--- Work order ---
Line by line, give the data again exactly as it appears.
• • •
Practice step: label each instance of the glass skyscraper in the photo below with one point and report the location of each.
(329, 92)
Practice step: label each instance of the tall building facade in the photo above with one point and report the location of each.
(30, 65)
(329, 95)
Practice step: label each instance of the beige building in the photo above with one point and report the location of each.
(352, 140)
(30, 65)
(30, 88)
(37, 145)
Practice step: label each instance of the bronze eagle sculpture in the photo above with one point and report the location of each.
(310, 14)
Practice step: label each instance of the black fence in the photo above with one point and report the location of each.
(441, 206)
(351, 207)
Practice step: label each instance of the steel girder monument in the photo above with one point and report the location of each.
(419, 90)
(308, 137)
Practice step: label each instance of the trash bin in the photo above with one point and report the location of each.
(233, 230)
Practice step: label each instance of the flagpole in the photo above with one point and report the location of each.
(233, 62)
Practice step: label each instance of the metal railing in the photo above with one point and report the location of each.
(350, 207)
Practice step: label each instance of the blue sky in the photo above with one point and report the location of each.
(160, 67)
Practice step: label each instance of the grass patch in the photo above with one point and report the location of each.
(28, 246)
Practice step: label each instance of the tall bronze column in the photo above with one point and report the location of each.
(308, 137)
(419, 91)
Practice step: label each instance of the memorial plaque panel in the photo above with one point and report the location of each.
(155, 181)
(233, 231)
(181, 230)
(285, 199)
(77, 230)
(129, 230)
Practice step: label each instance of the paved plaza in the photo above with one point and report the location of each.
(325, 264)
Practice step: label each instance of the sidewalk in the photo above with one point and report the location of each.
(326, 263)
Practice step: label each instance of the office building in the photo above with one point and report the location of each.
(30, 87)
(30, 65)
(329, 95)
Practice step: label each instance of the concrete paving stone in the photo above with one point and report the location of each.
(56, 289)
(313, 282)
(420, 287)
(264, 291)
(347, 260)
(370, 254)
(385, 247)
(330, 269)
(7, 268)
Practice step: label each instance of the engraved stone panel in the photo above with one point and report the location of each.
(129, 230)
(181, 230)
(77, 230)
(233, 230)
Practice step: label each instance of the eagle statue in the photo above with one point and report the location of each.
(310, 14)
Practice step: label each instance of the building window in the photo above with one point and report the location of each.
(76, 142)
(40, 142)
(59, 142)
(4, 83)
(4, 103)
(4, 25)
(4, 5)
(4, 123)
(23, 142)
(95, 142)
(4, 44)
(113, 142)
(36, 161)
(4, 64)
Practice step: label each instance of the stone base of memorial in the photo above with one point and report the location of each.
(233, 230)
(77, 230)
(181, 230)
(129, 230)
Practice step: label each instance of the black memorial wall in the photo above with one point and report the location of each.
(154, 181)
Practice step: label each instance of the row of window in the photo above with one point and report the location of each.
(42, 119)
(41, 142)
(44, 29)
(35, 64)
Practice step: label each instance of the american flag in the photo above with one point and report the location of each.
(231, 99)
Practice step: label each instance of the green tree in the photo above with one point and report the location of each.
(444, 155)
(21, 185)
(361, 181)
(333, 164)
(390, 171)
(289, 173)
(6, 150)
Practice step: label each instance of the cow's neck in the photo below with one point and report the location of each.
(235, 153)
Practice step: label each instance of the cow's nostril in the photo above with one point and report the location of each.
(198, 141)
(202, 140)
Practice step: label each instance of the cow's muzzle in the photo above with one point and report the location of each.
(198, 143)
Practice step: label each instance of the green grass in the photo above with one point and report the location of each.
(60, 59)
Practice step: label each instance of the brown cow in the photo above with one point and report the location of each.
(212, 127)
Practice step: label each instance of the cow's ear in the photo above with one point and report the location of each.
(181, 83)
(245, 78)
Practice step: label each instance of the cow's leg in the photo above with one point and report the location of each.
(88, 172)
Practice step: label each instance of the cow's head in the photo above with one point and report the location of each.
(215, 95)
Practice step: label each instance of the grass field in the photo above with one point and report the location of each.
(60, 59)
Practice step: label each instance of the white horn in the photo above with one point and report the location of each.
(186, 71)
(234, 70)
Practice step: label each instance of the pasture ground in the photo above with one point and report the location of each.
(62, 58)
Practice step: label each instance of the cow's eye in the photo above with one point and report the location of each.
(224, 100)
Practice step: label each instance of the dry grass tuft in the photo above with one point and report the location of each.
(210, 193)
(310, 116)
• • •
--- Response ---
Practice step: label each instance of the glass skyscraper in the photo below with one point and report the location of each.
(329, 92)
Practice step: label each instance of the tall building facade in the photo above with one point and report the location of each.
(30, 65)
(329, 95)
Practice step: label each instance of the beige building in the photo above with one point and report the location of each.
(352, 140)
(30, 65)
(30, 88)
(37, 145)
Practice step: label each instance of the bronze eagle sculpture in the photo above with one point and report the location of each.
(310, 14)
Practice step: label each instance of the black fence in the photo above with one point and report the location of each.
(441, 206)
(351, 207)
Practice step: label each instance of the steel girder monument in the photo above with one point and report the location of each.
(419, 90)
(308, 137)
Practice step: label each instance of the trash bin in the photo above with one point and report the location of each.
(233, 230)
Practice step: label each instance of the flagpole in the photo above with one point and report the location of each.
(233, 62)
Practice step: label each instance of the metal railing in the photo above with one point and report the location of each.
(350, 207)
Practice step: label each instance of the blue sky in the photo above with one point and report the location of each.
(160, 67)
Practice step: label each instance of the grass patch in the photo above with one point and report the location of each.
(28, 246)
Practice step: label each instance of the tall bronze column in the photo above with one point and report the location of each.
(308, 137)
(419, 91)
Practice step: label each instance of the memorial plaque panel in the photo above with one point and report the location of each.
(155, 181)
(233, 231)
(181, 230)
(285, 199)
(77, 230)
(129, 230)
Practice step: label each instance of the paved plaza in the photo above with one point and report the location of each.
(325, 264)
Practice step: label each instance of the sidewalk in the photo above with one point and report the location of each.
(326, 263)
Practice step: label each instance of the office building in the photo above with one point and report the location of each.
(30, 87)
(30, 65)
(329, 95)
Practice step: label each instance of the concrete paving stone in the photo above with one point and report the location of each.
(56, 289)
(313, 282)
(420, 287)
(264, 291)
(347, 260)
(370, 254)
(385, 247)
(330, 269)
(7, 268)
Practice step: label each instance of the engraved stone panel in the photo above with one point and report the location of each.
(129, 230)
(181, 230)
(77, 230)
(233, 230)
Practice step: label each instance of the eagle statue in the photo above with one point and report the location of each.
(310, 14)
Practice step: label each instance of the building window in the photo above with one point and report the location of each.
(76, 142)
(40, 142)
(59, 142)
(4, 83)
(4, 103)
(4, 25)
(4, 5)
(4, 123)
(23, 142)
(95, 142)
(4, 44)
(113, 142)
(36, 161)
(4, 64)
Practice step: label each instance of the stone base of memorial in the photo above with one point and report the location of each.
(233, 230)
(77, 230)
(181, 230)
(129, 230)
Practice step: label each instance of the black memorial wall in the photo above with one point and report the location of each.
(154, 181)
Practice step: label each instance of the row of window in the photo above with one point and report the location of each.
(42, 119)
(41, 142)
(44, 29)
(35, 64)
Practice step: label each instance of the american flag in the photo above with one point and report the location of each.
(231, 99)
Practice step: label each instance of the green tree in the photo above with one point and report the location of each.
(444, 155)
(21, 185)
(361, 181)
(333, 164)
(390, 171)
(289, 173)
(6, 150)
Practice step: label each instance of the cow's neck in the photo below with one point and report the location of each.
(235, 153)
Practice step: label each instance of the cow's nostril in the photo above with one point and report the location of each.
(198, 141)
(202, 140)
Practice step: label each instance of the cow's muzzle in the photo above with one point and report the location of each.
(198, 143)
Practice step: label each instance of the green grass in the photo above with one point and report the location of each.
(60, 59)
Practice step: label each instance of the brown cow in the photo above with one point and report the location of each.
(212, 127)
Practice step: label each instance of the cow's ear in the photo above with one point and report the location of each.
(181, 83)
(245, 78)
Practice step: label each instance of the cow's leg in the photo above with one point and report the location of each.
(88, 172)
Practice step: label each instance of the cow's head in the photo above with one point and report the location of each.
(215, 95)
Practice step: label each instance of the grass field in the photo above with one point and report the location of each.
(60, 59)
Practice step: label each instance of the white horn in the photo above with one point and report the location of each.
(186, 71)
(234, 70)
Practice step: label each instance of the pasture ground in the photo above with one point and report the location of each.
(62, 58)
Practice step: label each instance of the cow's eye in the photo above with one point and report the location of each.
(224, 100)
Practice step: label each instance of the dry grass tuft in the photo above with one point and report the location of each.
(210, 193)
(310, 116)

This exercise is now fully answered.